Could you update the part of the listing starting at the line containing "find player's shoulder patch" and ending at the line containing "(54, 68), (178, 86)" by changing "beachfront strip" to "coastal strip"? Return only those lines, with nothing else altered.

** Start of The data **

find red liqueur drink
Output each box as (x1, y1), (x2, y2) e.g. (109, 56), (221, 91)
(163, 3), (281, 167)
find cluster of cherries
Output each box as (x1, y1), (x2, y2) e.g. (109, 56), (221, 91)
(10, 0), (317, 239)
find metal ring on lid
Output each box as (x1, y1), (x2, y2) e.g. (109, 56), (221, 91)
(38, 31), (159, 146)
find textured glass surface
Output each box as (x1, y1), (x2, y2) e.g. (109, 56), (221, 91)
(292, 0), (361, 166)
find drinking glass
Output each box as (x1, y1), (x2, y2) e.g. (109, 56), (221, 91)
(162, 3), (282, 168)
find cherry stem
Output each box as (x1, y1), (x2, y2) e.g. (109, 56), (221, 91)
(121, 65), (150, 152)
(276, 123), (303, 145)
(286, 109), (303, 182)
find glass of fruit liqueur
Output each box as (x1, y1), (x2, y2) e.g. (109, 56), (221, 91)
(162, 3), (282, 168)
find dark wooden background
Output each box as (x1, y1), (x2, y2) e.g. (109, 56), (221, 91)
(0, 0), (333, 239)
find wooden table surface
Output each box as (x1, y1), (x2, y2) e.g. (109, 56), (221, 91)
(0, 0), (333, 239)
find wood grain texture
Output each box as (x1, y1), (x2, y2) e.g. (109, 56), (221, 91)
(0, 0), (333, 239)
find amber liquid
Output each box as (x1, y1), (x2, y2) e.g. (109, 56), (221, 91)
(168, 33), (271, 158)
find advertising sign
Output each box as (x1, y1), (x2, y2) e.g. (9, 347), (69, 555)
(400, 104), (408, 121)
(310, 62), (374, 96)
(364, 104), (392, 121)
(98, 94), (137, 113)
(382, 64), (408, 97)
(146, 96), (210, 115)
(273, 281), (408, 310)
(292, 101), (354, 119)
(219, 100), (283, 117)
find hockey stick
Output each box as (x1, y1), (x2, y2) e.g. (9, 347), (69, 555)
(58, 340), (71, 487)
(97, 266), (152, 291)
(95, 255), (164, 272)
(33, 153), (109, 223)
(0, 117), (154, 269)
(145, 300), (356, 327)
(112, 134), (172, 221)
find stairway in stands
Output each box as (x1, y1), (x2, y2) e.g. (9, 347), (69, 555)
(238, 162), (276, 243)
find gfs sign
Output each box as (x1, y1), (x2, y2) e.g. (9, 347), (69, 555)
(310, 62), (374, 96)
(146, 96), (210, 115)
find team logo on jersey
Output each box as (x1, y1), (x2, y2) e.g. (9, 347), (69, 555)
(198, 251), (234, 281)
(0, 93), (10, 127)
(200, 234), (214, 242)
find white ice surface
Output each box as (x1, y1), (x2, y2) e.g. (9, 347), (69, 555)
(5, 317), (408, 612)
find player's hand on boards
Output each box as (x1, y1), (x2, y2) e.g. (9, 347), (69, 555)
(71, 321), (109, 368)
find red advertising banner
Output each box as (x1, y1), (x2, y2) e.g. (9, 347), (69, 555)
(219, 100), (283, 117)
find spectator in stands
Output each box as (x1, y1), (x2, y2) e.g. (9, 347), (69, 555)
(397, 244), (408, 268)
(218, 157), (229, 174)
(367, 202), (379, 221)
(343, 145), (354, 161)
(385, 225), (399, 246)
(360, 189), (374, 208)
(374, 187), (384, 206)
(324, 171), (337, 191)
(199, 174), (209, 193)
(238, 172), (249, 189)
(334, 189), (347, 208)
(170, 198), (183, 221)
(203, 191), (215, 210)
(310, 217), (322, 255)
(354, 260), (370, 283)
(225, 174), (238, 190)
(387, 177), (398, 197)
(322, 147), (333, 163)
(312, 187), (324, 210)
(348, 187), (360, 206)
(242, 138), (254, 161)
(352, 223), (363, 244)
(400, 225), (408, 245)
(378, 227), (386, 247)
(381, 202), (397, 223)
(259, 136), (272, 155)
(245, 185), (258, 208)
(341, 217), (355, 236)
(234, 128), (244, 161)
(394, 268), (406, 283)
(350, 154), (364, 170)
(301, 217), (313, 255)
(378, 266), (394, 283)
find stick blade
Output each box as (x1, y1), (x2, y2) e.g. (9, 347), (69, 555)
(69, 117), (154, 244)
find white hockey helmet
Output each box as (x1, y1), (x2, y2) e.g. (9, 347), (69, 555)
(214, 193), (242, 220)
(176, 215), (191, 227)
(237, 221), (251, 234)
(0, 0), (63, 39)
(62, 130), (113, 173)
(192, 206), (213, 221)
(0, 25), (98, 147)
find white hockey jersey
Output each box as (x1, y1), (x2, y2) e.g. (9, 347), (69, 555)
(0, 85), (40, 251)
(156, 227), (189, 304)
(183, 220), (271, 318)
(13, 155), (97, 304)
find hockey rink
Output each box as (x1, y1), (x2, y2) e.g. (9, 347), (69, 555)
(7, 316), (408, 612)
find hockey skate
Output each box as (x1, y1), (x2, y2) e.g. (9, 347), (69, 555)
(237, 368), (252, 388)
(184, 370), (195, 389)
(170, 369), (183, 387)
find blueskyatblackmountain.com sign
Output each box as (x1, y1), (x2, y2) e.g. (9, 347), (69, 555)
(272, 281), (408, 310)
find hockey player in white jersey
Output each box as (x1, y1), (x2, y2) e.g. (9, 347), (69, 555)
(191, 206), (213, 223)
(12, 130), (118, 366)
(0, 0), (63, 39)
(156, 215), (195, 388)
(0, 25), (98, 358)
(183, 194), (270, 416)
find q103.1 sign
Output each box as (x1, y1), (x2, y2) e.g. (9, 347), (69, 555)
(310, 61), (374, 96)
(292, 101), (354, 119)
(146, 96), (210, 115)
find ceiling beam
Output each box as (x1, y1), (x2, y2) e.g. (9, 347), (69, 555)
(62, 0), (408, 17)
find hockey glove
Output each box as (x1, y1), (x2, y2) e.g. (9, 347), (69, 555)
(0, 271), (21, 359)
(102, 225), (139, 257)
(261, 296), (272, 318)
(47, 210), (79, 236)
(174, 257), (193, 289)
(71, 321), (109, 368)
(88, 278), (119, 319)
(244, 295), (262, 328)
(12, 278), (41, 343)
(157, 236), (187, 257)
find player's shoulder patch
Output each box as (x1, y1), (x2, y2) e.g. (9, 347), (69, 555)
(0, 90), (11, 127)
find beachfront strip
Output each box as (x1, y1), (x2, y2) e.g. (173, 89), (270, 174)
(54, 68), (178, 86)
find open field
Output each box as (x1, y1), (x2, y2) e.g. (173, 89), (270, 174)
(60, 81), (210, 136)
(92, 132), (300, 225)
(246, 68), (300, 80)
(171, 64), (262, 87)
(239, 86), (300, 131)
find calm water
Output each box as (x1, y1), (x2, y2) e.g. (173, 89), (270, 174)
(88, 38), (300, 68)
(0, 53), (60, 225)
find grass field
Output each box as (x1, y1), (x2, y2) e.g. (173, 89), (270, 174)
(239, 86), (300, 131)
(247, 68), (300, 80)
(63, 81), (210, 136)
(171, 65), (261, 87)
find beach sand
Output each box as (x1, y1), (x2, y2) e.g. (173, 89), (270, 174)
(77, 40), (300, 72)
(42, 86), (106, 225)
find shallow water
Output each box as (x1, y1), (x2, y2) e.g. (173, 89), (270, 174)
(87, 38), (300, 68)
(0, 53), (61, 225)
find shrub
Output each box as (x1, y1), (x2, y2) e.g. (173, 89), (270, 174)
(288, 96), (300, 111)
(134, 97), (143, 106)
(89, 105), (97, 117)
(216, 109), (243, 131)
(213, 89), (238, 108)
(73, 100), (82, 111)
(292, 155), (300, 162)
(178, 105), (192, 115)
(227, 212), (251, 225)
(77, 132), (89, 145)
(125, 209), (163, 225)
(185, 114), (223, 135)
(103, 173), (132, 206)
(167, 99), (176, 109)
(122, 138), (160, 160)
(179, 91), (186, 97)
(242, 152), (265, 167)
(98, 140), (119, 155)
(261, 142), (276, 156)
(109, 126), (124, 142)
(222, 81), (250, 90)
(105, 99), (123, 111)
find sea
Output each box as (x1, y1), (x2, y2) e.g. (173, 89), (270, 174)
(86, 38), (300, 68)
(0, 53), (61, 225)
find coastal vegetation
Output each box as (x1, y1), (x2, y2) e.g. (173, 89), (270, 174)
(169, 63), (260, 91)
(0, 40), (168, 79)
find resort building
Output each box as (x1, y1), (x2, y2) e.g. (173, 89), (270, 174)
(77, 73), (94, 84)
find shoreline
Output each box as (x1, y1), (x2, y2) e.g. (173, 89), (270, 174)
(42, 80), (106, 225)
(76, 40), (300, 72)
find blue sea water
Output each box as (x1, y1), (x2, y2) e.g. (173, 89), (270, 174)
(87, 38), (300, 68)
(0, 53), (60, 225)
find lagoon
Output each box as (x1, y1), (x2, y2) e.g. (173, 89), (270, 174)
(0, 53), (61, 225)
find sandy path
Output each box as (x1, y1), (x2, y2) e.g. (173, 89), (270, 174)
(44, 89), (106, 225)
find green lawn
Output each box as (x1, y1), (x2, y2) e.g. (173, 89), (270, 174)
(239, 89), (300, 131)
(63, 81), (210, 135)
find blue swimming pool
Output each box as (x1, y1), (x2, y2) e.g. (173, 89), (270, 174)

** End of The data **

-- The result --
find player's shoulder patch
Output each box as (x1, y1), (x2, y2) e.g. (9, 347), (69, 555)
(0, 90), (11, 127)
find coastal strip
Output each box as (x1, y1), (x2, y2) e.g. (173, 89), (270, 174)
(54, 68), (178, 86)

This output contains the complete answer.